Excerpted text: Begin

VII. Expand the Circle of Development by Opening Societies and Building the Infrastructure of Democracy

A. Summary of National Security Strategy 2002
Helping the world’s poor is a strategic priority and a moral imperative. Economic development, responsible governance, and individual liberty are intimately connected. Past foreign assistance to corrupt and ineffective governments failed to help the populations in greatest need. Instead, it often impeded democratic reform and encouraged corruption. The United States must promote development programs that achieve measurable results – rewarding reforms, encouraging transparency, and improving people’s lives. Led by the United States, the international community has endorsed this approach in the Monterrey Consensus.

B. Current Context: Successes and Challenges
The United States has improved the lives of millions of people and transformed the practice of development by adopting more effective policies and programs.
• Advancing Development and Reinforcing Reform. The Administration pioneered a revolution in development strategy with the Millennium Challenge Account program, rewarding countries that govern justly, invest in their people, and foster economic freedom. The program is based on the principle that each nation bears the responsibility for its own development. It offers governments the opportunity and the means to undertake transformational change by designing their own reform and development programs, which are then funded through the Millennium Challenge Corporation (MCC). The MCC has approved over $1.5 billion for compacts in eight countries, is working with over a dozen other countries on compacts, and has committed many smaller grants to other partner countries.

Excerpted text: End
Entries shown: Begin

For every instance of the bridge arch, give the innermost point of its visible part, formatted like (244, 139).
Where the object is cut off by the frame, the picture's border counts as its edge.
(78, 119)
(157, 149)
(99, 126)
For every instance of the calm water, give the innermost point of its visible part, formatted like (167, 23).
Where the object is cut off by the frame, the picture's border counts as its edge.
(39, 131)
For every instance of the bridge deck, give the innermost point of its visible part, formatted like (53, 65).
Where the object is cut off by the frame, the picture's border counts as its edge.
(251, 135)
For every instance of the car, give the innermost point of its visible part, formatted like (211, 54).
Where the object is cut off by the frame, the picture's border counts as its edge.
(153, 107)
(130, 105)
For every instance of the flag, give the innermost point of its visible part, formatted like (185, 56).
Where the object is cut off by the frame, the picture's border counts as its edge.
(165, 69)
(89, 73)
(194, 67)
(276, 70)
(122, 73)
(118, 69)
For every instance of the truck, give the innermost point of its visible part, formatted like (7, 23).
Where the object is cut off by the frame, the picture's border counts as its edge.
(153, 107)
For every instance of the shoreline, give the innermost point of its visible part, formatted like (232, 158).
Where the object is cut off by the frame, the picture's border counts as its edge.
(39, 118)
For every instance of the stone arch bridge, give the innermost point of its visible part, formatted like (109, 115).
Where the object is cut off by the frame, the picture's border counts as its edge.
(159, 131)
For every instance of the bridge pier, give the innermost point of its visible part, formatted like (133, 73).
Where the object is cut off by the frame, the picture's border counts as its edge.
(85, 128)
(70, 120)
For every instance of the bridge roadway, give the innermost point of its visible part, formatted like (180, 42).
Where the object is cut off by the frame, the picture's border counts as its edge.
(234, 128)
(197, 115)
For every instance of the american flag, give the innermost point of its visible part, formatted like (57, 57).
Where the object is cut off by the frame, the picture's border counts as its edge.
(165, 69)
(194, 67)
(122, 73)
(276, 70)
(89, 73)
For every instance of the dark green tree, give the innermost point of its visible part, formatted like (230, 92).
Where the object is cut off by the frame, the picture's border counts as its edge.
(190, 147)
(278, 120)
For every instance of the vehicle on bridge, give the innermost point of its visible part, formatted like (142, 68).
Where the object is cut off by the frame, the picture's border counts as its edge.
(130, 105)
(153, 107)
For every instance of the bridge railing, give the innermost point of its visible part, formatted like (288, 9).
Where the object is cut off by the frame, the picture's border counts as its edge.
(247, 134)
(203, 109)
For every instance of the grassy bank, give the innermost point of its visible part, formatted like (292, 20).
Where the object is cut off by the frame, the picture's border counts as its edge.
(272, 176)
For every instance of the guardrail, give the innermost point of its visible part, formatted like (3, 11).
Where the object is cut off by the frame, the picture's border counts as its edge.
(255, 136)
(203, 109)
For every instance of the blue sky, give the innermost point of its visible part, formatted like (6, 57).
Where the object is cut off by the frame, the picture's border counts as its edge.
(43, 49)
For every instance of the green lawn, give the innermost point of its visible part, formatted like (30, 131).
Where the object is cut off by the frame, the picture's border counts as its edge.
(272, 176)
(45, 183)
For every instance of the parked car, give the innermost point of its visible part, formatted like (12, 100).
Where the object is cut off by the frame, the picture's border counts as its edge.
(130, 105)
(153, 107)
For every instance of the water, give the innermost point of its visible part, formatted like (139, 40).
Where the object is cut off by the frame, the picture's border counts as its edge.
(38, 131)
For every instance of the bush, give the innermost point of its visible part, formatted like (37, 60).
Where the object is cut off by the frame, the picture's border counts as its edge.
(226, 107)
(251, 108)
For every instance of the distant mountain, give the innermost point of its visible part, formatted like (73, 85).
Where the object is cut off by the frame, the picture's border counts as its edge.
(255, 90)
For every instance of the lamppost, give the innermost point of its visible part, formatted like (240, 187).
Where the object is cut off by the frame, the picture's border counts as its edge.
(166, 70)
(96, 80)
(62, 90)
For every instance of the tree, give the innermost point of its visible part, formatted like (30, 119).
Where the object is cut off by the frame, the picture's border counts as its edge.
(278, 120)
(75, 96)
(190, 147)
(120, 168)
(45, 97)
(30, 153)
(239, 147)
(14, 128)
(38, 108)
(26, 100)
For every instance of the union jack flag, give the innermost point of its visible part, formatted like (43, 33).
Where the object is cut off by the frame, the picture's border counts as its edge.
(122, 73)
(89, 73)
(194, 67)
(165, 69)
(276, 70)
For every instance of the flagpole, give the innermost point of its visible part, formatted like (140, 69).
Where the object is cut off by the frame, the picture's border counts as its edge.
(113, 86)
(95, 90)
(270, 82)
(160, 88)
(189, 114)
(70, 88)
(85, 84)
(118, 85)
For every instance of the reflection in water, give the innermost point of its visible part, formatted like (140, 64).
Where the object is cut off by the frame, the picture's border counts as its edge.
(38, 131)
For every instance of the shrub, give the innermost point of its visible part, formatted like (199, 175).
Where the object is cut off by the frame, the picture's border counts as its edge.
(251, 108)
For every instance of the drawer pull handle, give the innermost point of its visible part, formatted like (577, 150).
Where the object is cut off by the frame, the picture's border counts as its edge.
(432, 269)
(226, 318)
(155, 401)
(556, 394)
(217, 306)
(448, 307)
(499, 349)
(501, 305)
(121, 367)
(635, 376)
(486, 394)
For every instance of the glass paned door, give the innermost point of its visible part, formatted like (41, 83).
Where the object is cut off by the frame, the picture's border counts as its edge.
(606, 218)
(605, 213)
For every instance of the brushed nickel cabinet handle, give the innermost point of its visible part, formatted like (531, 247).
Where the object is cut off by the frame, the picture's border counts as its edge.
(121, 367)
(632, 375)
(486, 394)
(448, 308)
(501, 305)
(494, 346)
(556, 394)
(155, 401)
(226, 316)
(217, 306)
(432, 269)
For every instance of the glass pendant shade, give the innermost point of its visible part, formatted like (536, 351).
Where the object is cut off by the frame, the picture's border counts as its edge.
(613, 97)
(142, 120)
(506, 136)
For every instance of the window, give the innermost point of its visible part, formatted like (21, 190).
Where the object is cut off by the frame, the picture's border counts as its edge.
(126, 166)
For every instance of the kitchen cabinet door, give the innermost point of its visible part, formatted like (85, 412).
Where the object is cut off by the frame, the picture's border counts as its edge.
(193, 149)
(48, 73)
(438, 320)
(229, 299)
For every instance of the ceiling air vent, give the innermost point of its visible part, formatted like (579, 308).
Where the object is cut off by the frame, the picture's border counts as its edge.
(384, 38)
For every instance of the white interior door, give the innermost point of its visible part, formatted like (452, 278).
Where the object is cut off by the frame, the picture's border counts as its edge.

Entries shown: End

▶ Problem to work on
Can you sum up the excerpt on development in two sentences? Rely on the excerpt on development alone when responding.

▶ Result of this exercise
Helping the world's poor is presented as both a strategic priority and a moral imperative, and the United States is to promote development programs that achieve measurable results, since past assistance to corrupt and ineffective governments failed those in greatest need. Through the Millennium Challenge Account, which rewards countries that govern justly, invest in their people, and foster economic freedom, the Millennium Challenge Corporation has approved over $1.5 billion for compacts in eight countries.